Please rewrite the records between the line holding "In this exercise you will indicate the street" and the end of the records, inclusive, swapping every "street lamp" for "lamppost" and leaving everything else unchanged.

====

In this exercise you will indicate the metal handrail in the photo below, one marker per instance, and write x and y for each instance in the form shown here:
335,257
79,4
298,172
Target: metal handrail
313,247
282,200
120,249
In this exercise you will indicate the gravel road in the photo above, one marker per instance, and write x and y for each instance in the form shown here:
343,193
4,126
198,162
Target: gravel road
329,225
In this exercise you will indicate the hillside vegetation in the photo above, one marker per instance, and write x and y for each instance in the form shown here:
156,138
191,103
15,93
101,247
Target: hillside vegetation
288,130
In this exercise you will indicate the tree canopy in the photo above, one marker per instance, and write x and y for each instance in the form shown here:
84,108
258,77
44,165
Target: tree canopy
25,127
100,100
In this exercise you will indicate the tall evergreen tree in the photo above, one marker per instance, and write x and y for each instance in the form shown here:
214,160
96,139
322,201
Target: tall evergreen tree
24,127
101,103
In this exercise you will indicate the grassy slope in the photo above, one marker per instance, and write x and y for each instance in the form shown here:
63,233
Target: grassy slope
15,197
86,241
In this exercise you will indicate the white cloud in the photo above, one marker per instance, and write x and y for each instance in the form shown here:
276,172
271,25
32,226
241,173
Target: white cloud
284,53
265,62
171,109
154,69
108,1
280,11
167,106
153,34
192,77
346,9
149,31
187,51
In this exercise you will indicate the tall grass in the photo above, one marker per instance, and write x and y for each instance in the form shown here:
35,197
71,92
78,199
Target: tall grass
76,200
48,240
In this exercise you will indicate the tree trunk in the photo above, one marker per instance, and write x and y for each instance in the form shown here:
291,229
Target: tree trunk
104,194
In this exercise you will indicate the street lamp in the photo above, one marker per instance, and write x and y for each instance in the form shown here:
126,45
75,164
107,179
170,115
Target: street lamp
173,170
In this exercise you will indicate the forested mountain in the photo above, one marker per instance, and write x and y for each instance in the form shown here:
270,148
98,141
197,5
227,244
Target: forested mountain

====

- Exercise result:
In this exercise you will indicate the lamppost in the photo above, one marker per instance, and write x and y for each instance in the form shown here:
126,45
75,164
107,179
170,115
Target: lamppost
173,170
In this exercise you will indicate the forested mountain in the photo above, one marker per instance, and write x and y for each instance in the form shown here:
270,148
98,141
197,5
227,244
Target: forested mountain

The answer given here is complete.